__Given passage__:
Daniel Yudkin talks about More in Common, the Beacon Project and Potentialism

Newsletter #461 — June 11, 2026

by Heidi Burgess
On May 19, I (Heidi Burgess) talked with Daniel Yudkin, the Founding Director of the Beacon Project, a part of More in Common. The Beacon Project is a multi-year effort to develop a positive, unifying vision for America, which they call "potentialism." Before that, Daniel was instrumental in producing the two particularly well known More in Common reports: (Hidden Tribes: A Study of America’s Polarized Landscape and The Perception Gap: How False Impressions are Pulling Americans Apart. These reports have been highlighted in multiple presidential campaigns and featured in over 3,000 news articles, including on the front page of the New York Times.
We have written about More in Common and the Perception Gap and Hidden Tribes reports quite a bit in this newsletter, but since not everyone watching or reading this video would have seen those references, I started by asking Daniel to explain what More in Common does, and what those reports were about. It turns out More in Common was started in the UK in 2016, in response to the assassination of a British member of Parliament, Jo Cox. Initially, it hosted events that brought people together over dinner and other gatherings to help people have better conversations and resolve differences. Soon, chapters were formed in other countries, including the U.S., Poland, Spain, Brazil, France, and Germany. Daniel joined More in Common in 2017 in the U.S. Here they started out doing social psychological research on political polarization, hoping to use those insights to help resolve conflicts and heal divisions.
Their first major report was Hidden Tribes, which
tackled the question of whether America is a 50/50 country, as we are commonly led to believe. Is it really red versus blue, liberals versus conservatives, Democrat versus Republican?
We did a survey of 8,000 Americans. We asked them a range of questions about what we call their "core beliefs" — their underlying views and values, how they think about group identity, what their moral values are, their parenting philosophy, their views about agency and personal responsibility, and other questions. We used a statistical technique called hierarchical clustering to identify groups of people in the American population who hold similar core beliefs. This approach yielded seven different groups — what we call "tribes" — ranging from progressive activists on the far left, about 8% of the population, to devoted conservatives on the far right, also about 6% to 8% of the population, and a number of different groups in between: traditional liberals, moderates, the politically disengaged, traditional conservatives, and so on.

__Raw records__:
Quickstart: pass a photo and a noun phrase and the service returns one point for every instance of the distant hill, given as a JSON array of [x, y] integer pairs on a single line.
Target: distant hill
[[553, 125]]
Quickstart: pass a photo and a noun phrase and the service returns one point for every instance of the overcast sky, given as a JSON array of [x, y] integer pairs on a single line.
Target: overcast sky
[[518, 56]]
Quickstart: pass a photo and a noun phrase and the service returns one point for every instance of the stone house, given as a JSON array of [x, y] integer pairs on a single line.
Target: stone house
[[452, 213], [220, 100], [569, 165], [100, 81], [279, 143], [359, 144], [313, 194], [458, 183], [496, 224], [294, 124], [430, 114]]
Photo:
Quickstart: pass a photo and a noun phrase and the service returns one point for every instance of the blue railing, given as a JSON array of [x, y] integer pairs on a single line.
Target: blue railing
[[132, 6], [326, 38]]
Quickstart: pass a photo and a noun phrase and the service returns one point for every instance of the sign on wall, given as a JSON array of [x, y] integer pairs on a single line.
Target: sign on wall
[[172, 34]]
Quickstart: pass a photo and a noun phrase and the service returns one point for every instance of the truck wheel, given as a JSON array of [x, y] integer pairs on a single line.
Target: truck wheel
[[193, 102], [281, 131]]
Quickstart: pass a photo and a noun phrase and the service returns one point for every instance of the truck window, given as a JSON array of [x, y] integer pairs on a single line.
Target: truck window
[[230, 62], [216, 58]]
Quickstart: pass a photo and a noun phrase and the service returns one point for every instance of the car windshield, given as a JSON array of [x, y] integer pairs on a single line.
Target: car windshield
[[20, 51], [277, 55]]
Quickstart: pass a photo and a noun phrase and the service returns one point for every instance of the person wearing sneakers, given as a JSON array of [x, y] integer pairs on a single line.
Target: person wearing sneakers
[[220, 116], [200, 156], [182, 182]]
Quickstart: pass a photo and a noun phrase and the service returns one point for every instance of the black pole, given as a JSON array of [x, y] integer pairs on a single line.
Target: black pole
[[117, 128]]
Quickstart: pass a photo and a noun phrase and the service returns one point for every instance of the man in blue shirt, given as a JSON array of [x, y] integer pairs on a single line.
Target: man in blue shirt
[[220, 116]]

__Instructions__:
a. According to the newsletter, when and where was More in Common started?
b. Reproduce the newsletter word for word from "We did a survey" to "conservatives, and so on.".
The listing is separate material and has no connection to the newsletter.

__Answers__:
a. More in Common was started in the UK in 2016.

b.
We did a survey of 8,000 Americans. We asked them a range of questions about what we call their "core beliefs" — their underlying views and values, how they think about group identity, what their moral values are, their parenting philosophy, their views about agency and personal responsibility, and other questions. We used a statistical technique called hierarchical clustering to identify groups of people in the American population who hold similar core beliefs. This approach yielded seven different groups — what we call "tribes" — ranging from progressive activists on the far left, about 8% of the population, to devoted conservatives on the far right, also about 6% to 8% of the population, and a number of different groups in between: traditional liberals, moderates, the politically disengaged, traditional conservatives, and so on.